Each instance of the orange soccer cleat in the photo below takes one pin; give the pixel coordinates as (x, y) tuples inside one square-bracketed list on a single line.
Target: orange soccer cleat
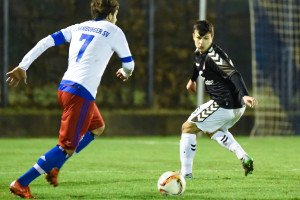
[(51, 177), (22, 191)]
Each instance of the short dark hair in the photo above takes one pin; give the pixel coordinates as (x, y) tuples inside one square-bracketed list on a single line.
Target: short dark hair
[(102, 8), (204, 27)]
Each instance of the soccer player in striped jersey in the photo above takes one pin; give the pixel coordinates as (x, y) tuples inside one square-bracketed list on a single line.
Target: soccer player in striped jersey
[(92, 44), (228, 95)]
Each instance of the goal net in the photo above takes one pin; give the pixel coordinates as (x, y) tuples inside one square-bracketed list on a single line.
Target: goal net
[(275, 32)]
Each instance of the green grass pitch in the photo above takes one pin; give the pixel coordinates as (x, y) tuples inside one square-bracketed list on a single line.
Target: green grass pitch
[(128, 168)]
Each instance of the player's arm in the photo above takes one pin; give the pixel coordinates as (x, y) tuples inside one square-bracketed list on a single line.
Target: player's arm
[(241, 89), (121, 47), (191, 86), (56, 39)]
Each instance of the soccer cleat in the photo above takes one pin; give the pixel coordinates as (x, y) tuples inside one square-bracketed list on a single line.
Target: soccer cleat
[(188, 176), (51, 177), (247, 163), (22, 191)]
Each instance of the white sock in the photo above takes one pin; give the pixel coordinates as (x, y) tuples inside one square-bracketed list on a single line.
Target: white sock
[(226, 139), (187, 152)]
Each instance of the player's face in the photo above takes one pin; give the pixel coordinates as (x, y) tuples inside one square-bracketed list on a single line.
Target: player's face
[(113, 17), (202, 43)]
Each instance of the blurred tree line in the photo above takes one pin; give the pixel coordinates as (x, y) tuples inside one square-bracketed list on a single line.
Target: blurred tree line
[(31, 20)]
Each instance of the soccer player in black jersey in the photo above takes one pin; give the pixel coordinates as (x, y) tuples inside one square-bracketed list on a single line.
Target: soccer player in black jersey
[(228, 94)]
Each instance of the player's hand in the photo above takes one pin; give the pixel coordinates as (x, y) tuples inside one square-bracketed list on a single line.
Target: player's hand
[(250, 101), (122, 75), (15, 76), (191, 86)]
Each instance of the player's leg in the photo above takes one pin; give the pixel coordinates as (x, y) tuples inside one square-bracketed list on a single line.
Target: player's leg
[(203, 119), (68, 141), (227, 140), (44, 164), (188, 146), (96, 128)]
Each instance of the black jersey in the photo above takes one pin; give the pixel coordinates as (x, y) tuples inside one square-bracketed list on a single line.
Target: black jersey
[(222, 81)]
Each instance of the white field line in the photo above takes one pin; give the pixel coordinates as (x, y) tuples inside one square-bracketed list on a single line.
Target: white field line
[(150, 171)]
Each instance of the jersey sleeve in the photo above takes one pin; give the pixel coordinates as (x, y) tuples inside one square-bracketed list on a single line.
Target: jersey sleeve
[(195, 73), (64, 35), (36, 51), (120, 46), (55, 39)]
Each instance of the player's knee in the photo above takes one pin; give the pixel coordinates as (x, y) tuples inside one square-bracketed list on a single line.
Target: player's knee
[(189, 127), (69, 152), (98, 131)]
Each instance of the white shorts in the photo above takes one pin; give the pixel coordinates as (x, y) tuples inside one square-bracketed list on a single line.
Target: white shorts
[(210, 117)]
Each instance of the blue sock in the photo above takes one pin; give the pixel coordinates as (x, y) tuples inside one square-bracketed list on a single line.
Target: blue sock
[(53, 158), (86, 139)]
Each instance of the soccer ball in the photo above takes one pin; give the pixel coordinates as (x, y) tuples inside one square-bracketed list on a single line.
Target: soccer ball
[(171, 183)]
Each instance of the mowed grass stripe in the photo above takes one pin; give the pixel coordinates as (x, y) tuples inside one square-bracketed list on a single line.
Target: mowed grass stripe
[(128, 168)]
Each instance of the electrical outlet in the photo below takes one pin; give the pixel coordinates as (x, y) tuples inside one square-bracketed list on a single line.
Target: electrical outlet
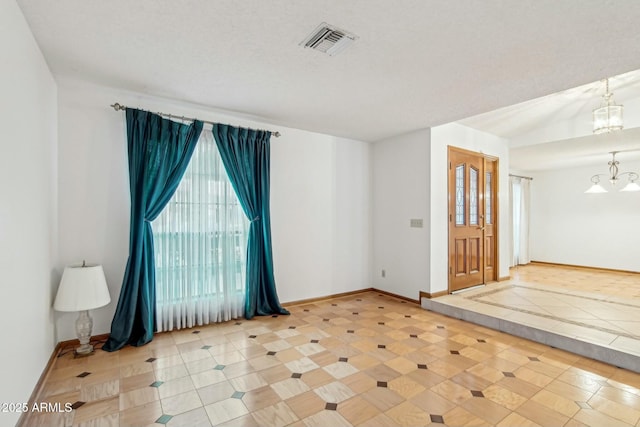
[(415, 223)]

+===+

- _IL TUO COMPITO_: Puoi ricopiare parola per parola tutte le righe qui sopra, dalla prima all'ultima, lasciando fuori le immagini?

- _RISULTATO_:
Each instance of the orange soccer cleat in the photo below takes one pin; give the pixel coordinates as (x, y) tuples inside one square-bracketed list on a single line.
Target: orange soccer cleat
[(51, 177), (22, 191)]
Each instance of the short dark hair in the photo above takes one pin; give the pixel coordinates as (x, y) tuples inside one square-bracketed list on a single line.
Target: short dark hair
[(102, 8), (204, 27)]
Each instance of the soccer player in striped jersey in the photo above takes one pin; give the pixel coordinates as (x, y) tuples inside one square-bracketed list on a single line.
Target: soccer player in striped jersey
[(92, 44), (228, 95)]
Each instance of the goal net in the photo above takes one pin; give the pixel coordinates as (x, y) tuples inside one square-bracketed list on a single line.
Target: goal net
[(275, 32)]
Each instance of the green grass pitch in the photo above takes one pin; give the pixel coordinates as (x, y) tuples inside one square-bracketed list on a single line.
Target: green grass pitch
[(128, 168)]
Each instance of the player's arm in the photo above takes one pin; give the pixel coordinates as (x, y) tuples inside one square-bracketed list on a single line.
Target: player's arm
[(241, 89), (121, 47), (191, 86), (56, 39)]
Each instance of the soccer cleat in the photo above takes one pin; give the pixel coordinates as (x, y) tuples inside one square-bracketed list on a single line.
Target: soccer cleat
[(188, 176), (51, 177), (247, 163), (22, 191)]
Each instance of the white sock in the photo above takes one pin; give the pixel coordinates as (x, y) tuples inside one square-bracketed list on a single line.
Target: white sock
[(226, 139), (187, 152)]
Each instance of the player's face in the photo above takes one pin; give the pixel coordinates as (x, y) tuples inside one square-bracketed list on a single line.
Target: player's face
[(113, 17), (202, 43)]
Each instance of the blurred tree line in the photo above takes one pin; give the pixel coordinates as (x, y) tuples inside one square-bracketed list on a single line.
Target: blurred tree line
[(31, 20)]
Each instance of the soccer player in black jersey in the photo above takes one pin; give the pixel coordinates as (x, y) tuples inside one square-bracketed list on a single line.
Target: soccer player in black jersey
[(228, 94)]
Each instance of the player's hand in the photo above takes one pin; give the pixel coordinates as (x, y) tuples inside one square-bracketed list on a single line.
Target: player's hand
[(250, 101), (122, 75), (15, 76), (191, 86)]
Each instance of the player's leg in the photo above takes one pin; give the pixel coordinates as (x, y) tuples inside one square-bracketed list on a single line.
Target: player's leg
[(203, 119), (68, 141), (227, 140), (44, 164), (188, 146), (96, 128)]
Each instance of the black jersey in the photo above takes one pin; give the pixel coordinates as (x, y) tuples inside one square-bracketed list on a single line.
Target: black jersey
[(222, 81)]
Each instance of the white field line in the photo above takes one pin; give the pixel coordinates as (x, y) tuples inside one square-bracketed list on a single line.
Target: white field line
[(150, 171)]
Each instance of the jersey sleeve in the photo above takes one pin; give the pixel coordinates as (x, y) tuples inside one square-bracketed list on a single line.
Target: jersey sleeve
[(195, 73), (64, 35), (36, 51), (120, 46), (55, 39)]
Each instance of the player's knee in the photo above takes one pin; give the pixel coordinates as (x, y) tuples inside one square-bracketed list on a single line.
Target: player's knee
[(189, 127), (69, 152), (98, 131)]
Each instance of the white shorts in the photo above takes one pin; give the pixel coordinates as (x, y) tuples inside one square-bracketed list on a single line.
Target: white shorts
[(210, 117)]
Each instance of the blue sock in the photo above takes one pin; give the pixel coordinates as (x, y) tuples inside one square-bracketed list on a single line.
Target: blue sock
[(53, 158), (86, 139)]
Each instance of the soccer ball in the photo above takes one pin; give the pixel coordinates as (x, y) tuples inside one square-bracketed list on a single line.
Target: soccer ball
[(171, 183)]
Each instance of the mowed grass stripe in the photo above takes one pin; give the pixel coordinates as (x, y) tuples inside one square-bracketed list on a single line.
Target: mowed grass stripe
[(128, 168)]
Each instance of the electrical outlet in the photo below takes one pin; give the pixel coordinates as (x, y) tuples inside one square-bracketed list on a single line.
Target: electrical outlet
[(415, 223)]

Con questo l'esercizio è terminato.